A handful of mutant mice have fired up the debate over the cloning of human embryos to produce cells for medical use. After genetically engineering cells that had been generated by cloning mouse embryos, investigators have partially repaired the defective immune system of these animals.
The two new studies, which will appear in an upcoming Cell, represent the first evidence that the strategy dubbed therapeutic cloning could someday provide sick people with genetically matched cells, tissues, or organs, say the researchers. “We felt we needed to put some evidence on the table that this could indeed work,” says William M. Rideout III of the Whitehead Institute of Biomedical Research in Cambridge, Mass., a coauthor of one study.
Yet a rival researcher openly challenges the significance of the experiments. “This does not address the issue of whether therapeutic cloning will work or not,” argues Robert Lanza of Advanced Cell Technologies in Worcester, Mass. His company recently claimed to have cloned human embryos as a first step toward therapeutic cloning (SN: 12/1/01, p. 341: Human-cloning claim creates controversy).
A more favorable assessment of the mouse work comes from Irving Weissman of Stanford University, who recently chaired a national advisory panel that called for continued work on therapeutic cloning but a ban on cloning intended to create babies (SN: 1/26/02, p. 52: Available to subscribers at Forbidden tests: Panel seeks ban on human clones.). Noting that the mouse experiments offer the first evidence in a scientific journal that cloned stem cells can be therapeutic, he says the reports “should completely change the tenor of the debate.”
The debate to which Weissman refers concerns the bill introduced by Sen. Sam Brownback (R-Kan.) and Sen. Mary Landrieu (D-La.) that would ban the cloning of human embryos to produce either a baby or tissues for transplantation. Since the House of Representatives has passed a similar bill, and President Bush supports the legislation, approval of the Brownback-Landrieu bill would effectively outlaw human therapeutic cloning.
Some scientists argue that such research will simply continue in countries with less restrictive policies. In fact, the Wall Street Journal recently reported that investigators in China have cloned human embryos to derive stem cells.

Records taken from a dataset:
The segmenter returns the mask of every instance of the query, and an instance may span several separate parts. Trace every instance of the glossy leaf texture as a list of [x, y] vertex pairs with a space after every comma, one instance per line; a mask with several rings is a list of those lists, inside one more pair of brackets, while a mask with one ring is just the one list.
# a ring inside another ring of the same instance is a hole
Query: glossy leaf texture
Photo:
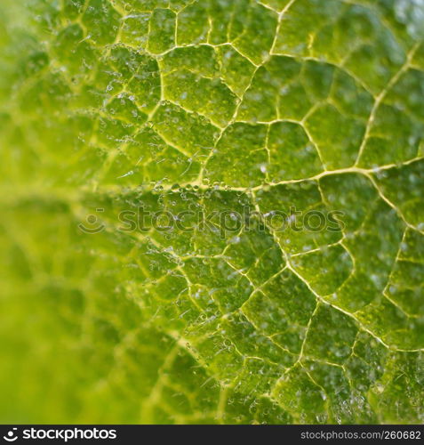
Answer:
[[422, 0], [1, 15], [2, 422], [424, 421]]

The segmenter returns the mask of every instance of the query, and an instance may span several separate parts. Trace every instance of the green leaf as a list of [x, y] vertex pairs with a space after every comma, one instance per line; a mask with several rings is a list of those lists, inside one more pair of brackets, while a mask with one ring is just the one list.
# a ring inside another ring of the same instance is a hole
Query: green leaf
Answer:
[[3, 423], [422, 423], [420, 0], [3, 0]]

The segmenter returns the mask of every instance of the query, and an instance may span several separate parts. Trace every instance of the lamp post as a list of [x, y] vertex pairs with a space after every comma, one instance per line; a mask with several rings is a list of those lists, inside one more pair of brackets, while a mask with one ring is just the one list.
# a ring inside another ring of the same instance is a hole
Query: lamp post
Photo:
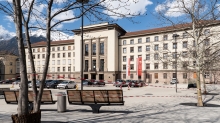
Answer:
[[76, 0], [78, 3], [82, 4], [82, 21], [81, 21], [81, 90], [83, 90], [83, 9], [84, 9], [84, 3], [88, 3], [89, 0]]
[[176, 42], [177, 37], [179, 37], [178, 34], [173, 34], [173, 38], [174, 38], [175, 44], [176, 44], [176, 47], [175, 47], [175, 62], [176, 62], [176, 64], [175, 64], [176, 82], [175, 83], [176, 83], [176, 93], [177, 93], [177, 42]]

--

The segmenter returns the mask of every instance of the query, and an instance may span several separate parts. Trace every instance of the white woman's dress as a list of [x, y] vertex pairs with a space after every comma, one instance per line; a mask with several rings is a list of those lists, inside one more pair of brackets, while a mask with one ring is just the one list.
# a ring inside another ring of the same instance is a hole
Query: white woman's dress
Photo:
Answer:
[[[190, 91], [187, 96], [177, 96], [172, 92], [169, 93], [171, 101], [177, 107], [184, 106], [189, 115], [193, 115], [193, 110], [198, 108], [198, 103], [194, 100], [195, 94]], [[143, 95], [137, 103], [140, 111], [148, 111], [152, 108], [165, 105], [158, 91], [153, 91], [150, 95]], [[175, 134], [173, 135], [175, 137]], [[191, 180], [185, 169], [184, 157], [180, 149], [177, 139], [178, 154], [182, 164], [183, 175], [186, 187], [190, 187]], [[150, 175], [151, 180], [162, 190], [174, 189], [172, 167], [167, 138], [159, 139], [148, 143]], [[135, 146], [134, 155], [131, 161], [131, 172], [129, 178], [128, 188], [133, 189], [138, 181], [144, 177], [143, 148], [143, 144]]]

**How to complete this task:** According to the therapeutic cloning article, which two senators introduced the bill that would ban the cloning of human embryos? Rely only on the therapeutic cloning article, not on the data.

**Written response:** Sen. Sam Brownback (R-Kan.) and Sen. Mary Landrieu (D-La.)